### TASK INPUT
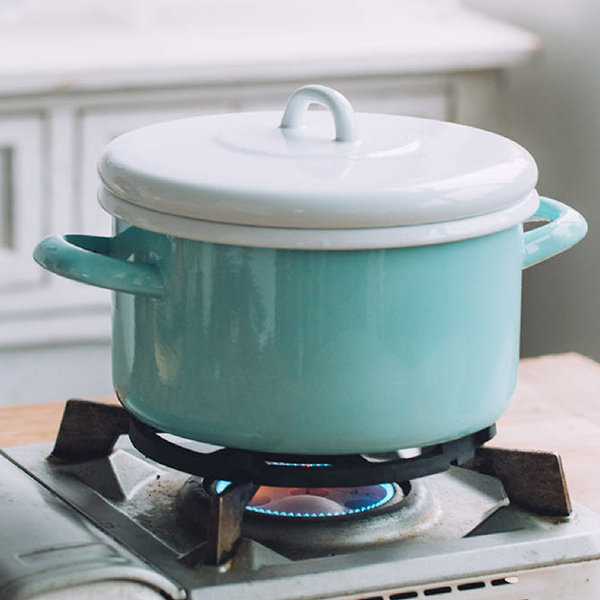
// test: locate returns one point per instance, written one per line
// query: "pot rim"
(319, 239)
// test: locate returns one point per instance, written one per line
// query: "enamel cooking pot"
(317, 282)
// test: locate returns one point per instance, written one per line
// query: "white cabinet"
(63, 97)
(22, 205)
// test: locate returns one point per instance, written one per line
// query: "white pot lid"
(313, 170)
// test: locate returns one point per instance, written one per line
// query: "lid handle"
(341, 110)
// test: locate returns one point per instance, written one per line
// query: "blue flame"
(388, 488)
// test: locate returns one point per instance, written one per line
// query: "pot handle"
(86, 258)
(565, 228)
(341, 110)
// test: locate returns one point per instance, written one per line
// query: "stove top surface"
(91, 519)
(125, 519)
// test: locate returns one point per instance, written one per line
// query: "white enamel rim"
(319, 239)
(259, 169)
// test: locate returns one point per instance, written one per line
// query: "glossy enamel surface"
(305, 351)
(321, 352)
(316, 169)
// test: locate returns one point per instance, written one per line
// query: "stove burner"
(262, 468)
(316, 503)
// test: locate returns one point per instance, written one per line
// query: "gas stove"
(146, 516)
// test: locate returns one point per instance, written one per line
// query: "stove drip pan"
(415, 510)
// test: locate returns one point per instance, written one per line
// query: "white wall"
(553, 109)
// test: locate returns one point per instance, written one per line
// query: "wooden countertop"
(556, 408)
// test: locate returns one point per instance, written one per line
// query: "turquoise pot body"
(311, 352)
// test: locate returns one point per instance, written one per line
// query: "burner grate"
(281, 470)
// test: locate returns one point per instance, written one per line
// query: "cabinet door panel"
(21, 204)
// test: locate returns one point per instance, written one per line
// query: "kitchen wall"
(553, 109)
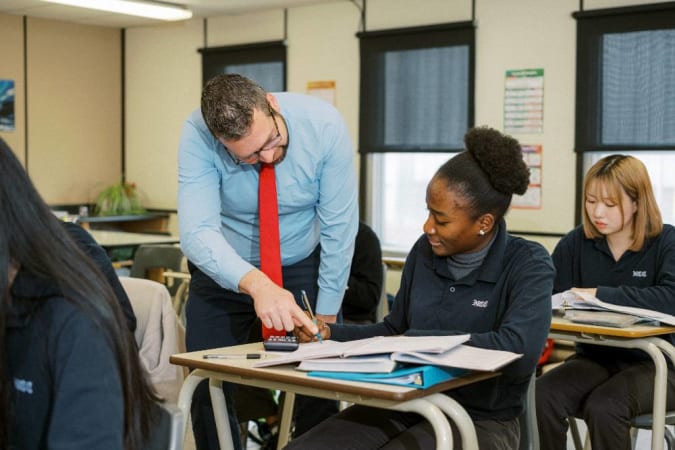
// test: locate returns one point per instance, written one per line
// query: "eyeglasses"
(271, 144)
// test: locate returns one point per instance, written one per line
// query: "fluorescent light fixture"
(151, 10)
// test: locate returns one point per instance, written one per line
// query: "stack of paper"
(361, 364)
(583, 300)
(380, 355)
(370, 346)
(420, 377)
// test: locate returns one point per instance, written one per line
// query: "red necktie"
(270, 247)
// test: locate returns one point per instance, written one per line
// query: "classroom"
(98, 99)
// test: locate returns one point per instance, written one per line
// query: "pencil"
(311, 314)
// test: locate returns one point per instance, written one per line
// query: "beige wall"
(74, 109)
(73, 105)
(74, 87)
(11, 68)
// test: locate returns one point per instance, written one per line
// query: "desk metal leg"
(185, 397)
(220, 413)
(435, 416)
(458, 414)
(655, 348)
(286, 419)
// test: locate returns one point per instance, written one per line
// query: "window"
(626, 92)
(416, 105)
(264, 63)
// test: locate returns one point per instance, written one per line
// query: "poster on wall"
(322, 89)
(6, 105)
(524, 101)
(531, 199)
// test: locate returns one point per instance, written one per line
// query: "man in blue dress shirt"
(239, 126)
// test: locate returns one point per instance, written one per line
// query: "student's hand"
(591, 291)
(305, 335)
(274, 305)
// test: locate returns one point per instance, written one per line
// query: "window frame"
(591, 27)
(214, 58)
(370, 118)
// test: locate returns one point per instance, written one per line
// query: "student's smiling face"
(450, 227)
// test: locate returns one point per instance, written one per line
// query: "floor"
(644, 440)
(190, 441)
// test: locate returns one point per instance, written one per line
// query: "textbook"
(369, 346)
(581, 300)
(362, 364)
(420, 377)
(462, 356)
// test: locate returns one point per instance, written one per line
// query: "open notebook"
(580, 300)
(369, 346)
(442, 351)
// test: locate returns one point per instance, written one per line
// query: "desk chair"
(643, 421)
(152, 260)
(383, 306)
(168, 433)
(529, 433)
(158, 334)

### WHAT THE TASK ASKS
Leave the pictures out and copy the rest of the data exactly.

### RESULT FOR THIS EXERCISE
// test: locate returns one point per instance, written one per line
// query: "pot rim"
(319, 239)
// test: locate returns one point per instance, written one per line
// query: "enamel cooking pot"
(317, 282)
// test: locate returns one point per instance, written one per line
// query: "white cabinet"
(63, 97)
(22, 205)
// test: locate returns one point per instance, written one per line
// query: "white pot lid"
(313, 170)
// test: locate returns one point per instance, written one per line
// query: "lid handle"
(341, 110)
// test: locate returns one point per instance, written one per line
// query: "blue flame"
(388, 488)
// test: locate returns one point per instance, written one per line
// query: "pot handle"
(86, 258)
(565, 228)
(341, 110)
// test: locate returns one point per instance, written one per line
// query: "stove top surface"
(91, 519)
(125, 519)
// test: locate returns one point per instance, written one per line
// query: "white enamel rim"
(319, 239)
(259, 169)
// test: locate returns one point per instance, written one per line
// query: "glossy enamel surface"
(305, 351)
(321, 352)
(316, 169)
// test: locate returns one point per instance, written one per line
// query: "stove burner"
(262, 468)
(316, 503)
// test: locate returns one point per instance, written one per line
// query: "gas stove"
(146, 516)
// test: locate returns one point per instance, written one per line
// query: "stove drip pan"
(415, 510)
// test: locate returns one point per instance, written one per line
// query: "white wall"
(553, 109)
// test: locate returns one point per instance, written one per line
// query: "wooden countertop"
(556, 408)
// test: locate returns one point per instance, written one per line
// query: "turquoise pot body"
(311, 352)
// test: locate returns one point per instance, written one per line
// query: "burner grate"
(281, 470)
// test: locate returns one point per instance, written one per line
// query: "cabinet door panel"
(21, 204)
// test: locate returns one point per instance, written one per line
// query: "kitchen wall"
(553, 109)
// test: locate returns one point per instance, written one per line
// query: "eyeglasses"
(271, 144)
// test: locate returns one point per instance, written one per line
// query: "fluorescent light fixture"
(151, 10)
// test: locate returns one point per instance, written one per line
// query: "stack of paper"
(361, 364)
(583, 300)
(380, 355)
(370, 346)
(420, 377)
// test: locate returns one point per instance, written one per line
// query: "red necktie"
(270, 247)
// test: locate returns one point per instance, written one per line
// query: "classroom"
(98, 99)
// test: locate returns one point per instance, written one per line
// query: "pencil"
(311, 314)
// test: locate returns one point per instance, written one per line
// query: "beige wall"
(74, 109)
(73, 105)
(74, 87)
(11, 68)
// test: locate returns one point per instance, written one per line
// query: "desk metal leg"
(185, 397)
(220, 413)
(435, 416)
(458, 414)
(655, 348)
(286, 419)
// test: locate returns one point per instance, written one per line
// query: "window"
(626, 92)
(416, 105)
(264, 63)
// test: locate returns one point per instance, written one per line
// query: "poster on wall"
(322, 89)
(6, 105)
(524, 101)
(531, 199)
// test: locate returns one point per instance, written one per line
// query: "man in blue dress shirt"
(239, 126)
// test: locate returns one point per instance, written one per line
// query: "student's hand"
(591, 291)
(305, 335)
(274, 305)
// test: locate returns one point per instance, written one per line
// query: "window frame"
(591, 27)
(214, 58)
(370, 118)
// test: locate returns one point per instance, written one per line
// query: "student's smiling face"
(450, 227)
// test: locate returns one point per instance, written one per line
// query: "floor"
(644, 440)
(190, 441)
// test: locate returns one point per instance, written one per line
// query: "textbook"
(369, 346)
(581, 300)
(362, 364)
(420, 377)
(462, 356)
// test: locate returns one point per instance, written one per line
// query: "open notebook"
(580, 300)
(369, 346)
(442, 351)
// test: locate returns one point per instance, written one per line
// query: "desk chair"
(643, 421)
(152, 260)
(383, 306)
(168, 433)
(529, 433)
(158, 334)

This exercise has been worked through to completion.